- **Written instruction**:
Write out each of the following rows word for word.

- **Records shown**:

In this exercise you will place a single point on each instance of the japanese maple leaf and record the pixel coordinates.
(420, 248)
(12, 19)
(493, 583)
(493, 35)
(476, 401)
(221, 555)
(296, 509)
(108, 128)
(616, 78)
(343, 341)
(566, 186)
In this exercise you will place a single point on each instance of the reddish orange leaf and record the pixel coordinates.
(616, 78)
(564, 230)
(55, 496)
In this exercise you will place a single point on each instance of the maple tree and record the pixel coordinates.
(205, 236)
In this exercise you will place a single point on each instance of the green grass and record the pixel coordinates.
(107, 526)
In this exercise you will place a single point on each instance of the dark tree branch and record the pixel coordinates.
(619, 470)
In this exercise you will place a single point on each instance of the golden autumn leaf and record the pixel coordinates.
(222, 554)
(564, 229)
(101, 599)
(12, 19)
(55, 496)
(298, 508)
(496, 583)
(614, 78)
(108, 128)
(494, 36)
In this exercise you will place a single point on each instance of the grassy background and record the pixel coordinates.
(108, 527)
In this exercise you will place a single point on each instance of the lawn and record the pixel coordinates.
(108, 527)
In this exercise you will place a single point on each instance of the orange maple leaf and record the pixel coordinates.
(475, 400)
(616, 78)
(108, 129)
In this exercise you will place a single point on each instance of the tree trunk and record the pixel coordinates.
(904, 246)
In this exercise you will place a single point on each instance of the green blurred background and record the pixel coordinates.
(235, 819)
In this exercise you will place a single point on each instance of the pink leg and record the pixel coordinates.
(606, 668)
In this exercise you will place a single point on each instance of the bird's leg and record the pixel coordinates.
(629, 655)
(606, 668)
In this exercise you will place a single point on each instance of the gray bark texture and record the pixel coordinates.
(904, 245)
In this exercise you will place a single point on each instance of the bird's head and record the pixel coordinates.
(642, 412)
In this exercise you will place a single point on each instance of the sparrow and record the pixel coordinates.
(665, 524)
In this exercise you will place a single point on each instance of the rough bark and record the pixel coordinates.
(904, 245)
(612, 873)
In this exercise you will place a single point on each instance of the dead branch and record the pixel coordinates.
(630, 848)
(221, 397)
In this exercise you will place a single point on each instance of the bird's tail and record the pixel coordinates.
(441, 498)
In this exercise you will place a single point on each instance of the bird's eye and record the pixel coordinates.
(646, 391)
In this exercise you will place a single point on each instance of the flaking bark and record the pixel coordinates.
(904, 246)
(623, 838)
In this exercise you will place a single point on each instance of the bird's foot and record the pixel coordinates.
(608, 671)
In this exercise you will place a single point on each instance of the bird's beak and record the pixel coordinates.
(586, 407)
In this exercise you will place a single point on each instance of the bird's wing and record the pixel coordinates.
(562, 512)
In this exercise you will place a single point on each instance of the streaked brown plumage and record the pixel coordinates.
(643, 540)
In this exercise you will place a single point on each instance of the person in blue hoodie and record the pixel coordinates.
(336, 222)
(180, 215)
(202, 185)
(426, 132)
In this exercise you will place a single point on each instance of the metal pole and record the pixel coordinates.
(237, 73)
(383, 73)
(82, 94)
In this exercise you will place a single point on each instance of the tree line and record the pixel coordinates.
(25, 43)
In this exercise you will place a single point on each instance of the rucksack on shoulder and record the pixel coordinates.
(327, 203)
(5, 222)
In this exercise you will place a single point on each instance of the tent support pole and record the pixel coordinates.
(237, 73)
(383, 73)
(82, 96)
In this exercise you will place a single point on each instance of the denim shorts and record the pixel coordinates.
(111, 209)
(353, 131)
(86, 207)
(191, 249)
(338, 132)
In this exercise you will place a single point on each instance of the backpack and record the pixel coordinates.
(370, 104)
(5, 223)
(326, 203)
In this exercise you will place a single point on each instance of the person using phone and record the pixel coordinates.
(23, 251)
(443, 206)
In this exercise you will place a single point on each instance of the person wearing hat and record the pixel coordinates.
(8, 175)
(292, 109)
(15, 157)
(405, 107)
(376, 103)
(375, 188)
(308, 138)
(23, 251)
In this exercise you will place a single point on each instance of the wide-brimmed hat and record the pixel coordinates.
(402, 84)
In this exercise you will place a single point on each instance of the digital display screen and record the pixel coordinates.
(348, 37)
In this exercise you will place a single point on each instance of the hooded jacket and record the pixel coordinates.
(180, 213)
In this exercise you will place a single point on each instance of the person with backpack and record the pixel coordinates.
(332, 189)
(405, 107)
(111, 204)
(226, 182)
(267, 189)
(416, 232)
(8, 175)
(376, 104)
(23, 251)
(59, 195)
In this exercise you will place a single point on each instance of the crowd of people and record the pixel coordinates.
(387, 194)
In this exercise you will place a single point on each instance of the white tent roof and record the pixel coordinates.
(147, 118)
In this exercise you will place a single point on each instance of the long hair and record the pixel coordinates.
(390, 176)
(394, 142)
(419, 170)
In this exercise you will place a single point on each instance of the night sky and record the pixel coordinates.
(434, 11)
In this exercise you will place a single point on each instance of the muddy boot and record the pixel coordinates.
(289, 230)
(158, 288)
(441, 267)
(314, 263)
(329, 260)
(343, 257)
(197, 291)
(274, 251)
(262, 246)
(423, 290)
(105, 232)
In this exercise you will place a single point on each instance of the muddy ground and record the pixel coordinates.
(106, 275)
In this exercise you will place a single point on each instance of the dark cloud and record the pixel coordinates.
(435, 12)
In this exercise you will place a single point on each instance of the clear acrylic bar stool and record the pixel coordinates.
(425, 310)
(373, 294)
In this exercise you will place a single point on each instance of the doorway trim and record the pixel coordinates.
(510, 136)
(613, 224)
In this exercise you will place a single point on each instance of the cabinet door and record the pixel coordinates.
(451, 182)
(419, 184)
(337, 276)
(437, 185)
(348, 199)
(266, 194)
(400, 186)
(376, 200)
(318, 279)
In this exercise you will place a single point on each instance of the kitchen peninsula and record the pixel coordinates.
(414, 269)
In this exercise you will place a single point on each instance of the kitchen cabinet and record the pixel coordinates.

- **The response**:
In this exercise you will place a single point on each instance of the japanese maple leaf and record the pixel coordinates.
(420, 248)
(12, 19)
(493, 583)
(493, 35)
(476, 401)
(221, 555)
(296, 509)
(108, 128)
(616, 78)
(343, 341)
(566, 186)
In this exercise you will place a single point on each instance of the reddish orange leaf and record the pixel coordinates.
(616, 78)
(564, 230)
(55, 496)
In this exercise you will place a single point on each instance of the maple tree and record the pixel coordinates.
(205, 236)
In this exercise you will place a single point on each instance of the green grass and record the pixel coordinates.
(107, 526)
In this exercise you will place a single point on each instance of the dark tree branch and record the pixel coordinates.
(619, 470)
In this exercise you will place a single point on each instance of the golden autumn leaf and record the pixel coordinates.
(222, 554)
(564, 229)
(101, 599)
(12, 19)
(55, 496)
(298, 508)
(496, 583)
(614, 78)
(108, 128)
(494, 36)
In this exercise you will place a single point on each instance of the grassy background and record the pixel coordinates.
(108, 527)
In this exercise you will place a single point on each instance of the lawn and record the pixel coordinates.
(108, 527)
In this exercise you will place a single point on each instance of the orange maple leaf and record the pixel coordinates.
(475, 400)
(616, 78)
(108, 129)
In this exercise you will place a single point on each instance of the tree trunk and record the pixel coordinates.
(904, 246)
In this exercise you will place a single point on each instance of the green blurred background and record the pixel coordinates.
(235, 819)
In this exercise you will place a single point on each instance of the pink leg and record the pixel coordinates.
(606, 668)
In this exercise you will place a single point on each instance of the bird's leg and record the pixel coordinates.
(629, 655)
(606, 668)
In this exercise you will place a single point on each instance of the gray bark texture and record the pixel coordinates.
(904, 245)
In this exercise you will place a single point on each instance of the bird's head and record the pixel coordinates.
(642, 412)
In this exercise you will place a single point on each instance of the sparrow and record the pixel coordinates.
(665, 524)
In this exercise you will place a single point on each instance of the rough bark and record the pixel coordinates.
(904, 245)
(612, 873)
In this exercise you will place a single point on each instance of the dead branch and record the pixel coordinates.
(630, 848)
(221, 397)
In this exercise you will place a single point on each instance of the bird's tail and record the pixel coordinates.
(441, 498)
In this exercise you will place a single point on each instance of the bird's eye and record the pixel coordinates.
(646, 391)
In this exercise you will place a single point on each instance of the flaking bark and record the pixel coordinates.
(904, 246)
(623, 838)
In this exercise you will place a single point on each instance of the bird's foot and record the pixel coordinates.
(608, 671)
In this exercise you will place a single point on each instance of the bird's beak and record the pixel coordinates.
(586, 407)
In this exercise you will place a single point on each instance of the bird's wing and record the pixel coordinates.
(562, 512)
In this exercise you will place a single point on each instance of the streaked brown plumage and record the pixel coordinates.
(643, 540)
In this exercise you will place a single point on each instance of the person in blue hoodie and record the pixel coordinates.
(336, 222)
(180, 215)
(202, 185)
(426, 132)
In this exercise you will place a single point on each instance of the metal pole and record the pixel coordinates.
(237, 73)
(383, 73)
(82, 94)
In this exercise you will place a single point on each instance of the tree line and record the pixel coordinates.
(25, 43)
In this exercise you will place a single point on each instance of the rucksack on shoulder and record the pixel coordinates.
(327, 203)
(5, 222)
In this exercise you will place a single point on each instance of the tent support pole and record the pixel coordinates.
(237, 73)
(383, 73)
(82, 96)
In this exercise you will place a single point on each instance of the denim shorts and record the pixel coordinates.
(111, 209)
(353, 131)
(86, 207)
(191, 249)
(338, 132)
In this exercise you will place a single point on each instance of the backpack and record the pixel coordinates.
(370, 104)
(5, 223)
(326, 203)
In this exercise you will place a single point on each instance of the person using phone and record the pixel coordinates.
(23, 251)
(443, 206)
In this exercise you will place a single point on each instance of the person wearing hat and record the pixel coordinates.
(8, 175)
(292, 109)
(15, 157)
(405, 107)
(376, 103)
(375, 188)
(308, 138)
(23, 251)
In this exercise you will place a single point on each instance of the wide-brimmed hat and record the pixel coordinates.
(402, 84)
In this exercise you will place a single point on each instance of the digital display screen and record the pixel coordinates.
(348, 37)
In this exercise you will place a single point on each instance of the hooded jacket and record the pixel coordinates.
(180, 213)
In this exercise you will place a single point on each instance of the person with backpack and record the pixel coordinates.
(332, 189)
(405, 107)
(111, 204)
(226, 182)
(267, 189)
(416, 232)
(8, 175)
(376, 104)
(23, 251)
(59, 195)
In this exercise you will place a single point on each instance of the crowd of people and record the pixel coordinates.
(387, 194)
In this exercise you will place a single point on each instance of the white tent roof and record the pixel coordinates.
(147, 118)
In this exercise you will place a single point on each instance of the long hair and record the pixel coordinates.
(390, 176)
(394, 142)
(419, 170)
In this exercise you will place a single point on each instance of the night sky and record the pixel coordinates.
(434, 11)
In this exercise you will place a single point on each instance of the muddy boot and record the pixel coordinates.
(289, 230)
(158, 288)
(441, 267)
(314, 263)
(329, 260)
(343, 257)
(197, 291)
(274, 251)
(262, 246)
(423, 290)
(105, 232)
In this exercise you will place a single point on each instance of the muddy ground and record the pixel coordinates.
(106, 275)
In this exercise you will place a single point on each instance of the dark cloud and record the pixel coordinates.
(435, 12)
In this exercise you will place a single point on each instance of the clear acrylic bar stool and record the pixel coordinates.
(425, 310)
(373, 294)
In this exercise you will place a single point on each instance of the doorway trim and record the pixel coordinates.
(510, 136)
(613, 224)
In this exercise you will place a single point on each instance of the cabinet door and record the pixel coordinates.
(451, 182)
(419, 184)
(337, 276)
(437, 185)
(348, 199)
(266, 194)
(400, 186)
(376, 200)
(318, 279)
In this exercise you will place a single point on each instance of the kitchen peninsula and record the pixel coordinates.
(414, 269)
In this exercise you will place a single point on each instance of the kitchen cabinet and record the pixel coordinates.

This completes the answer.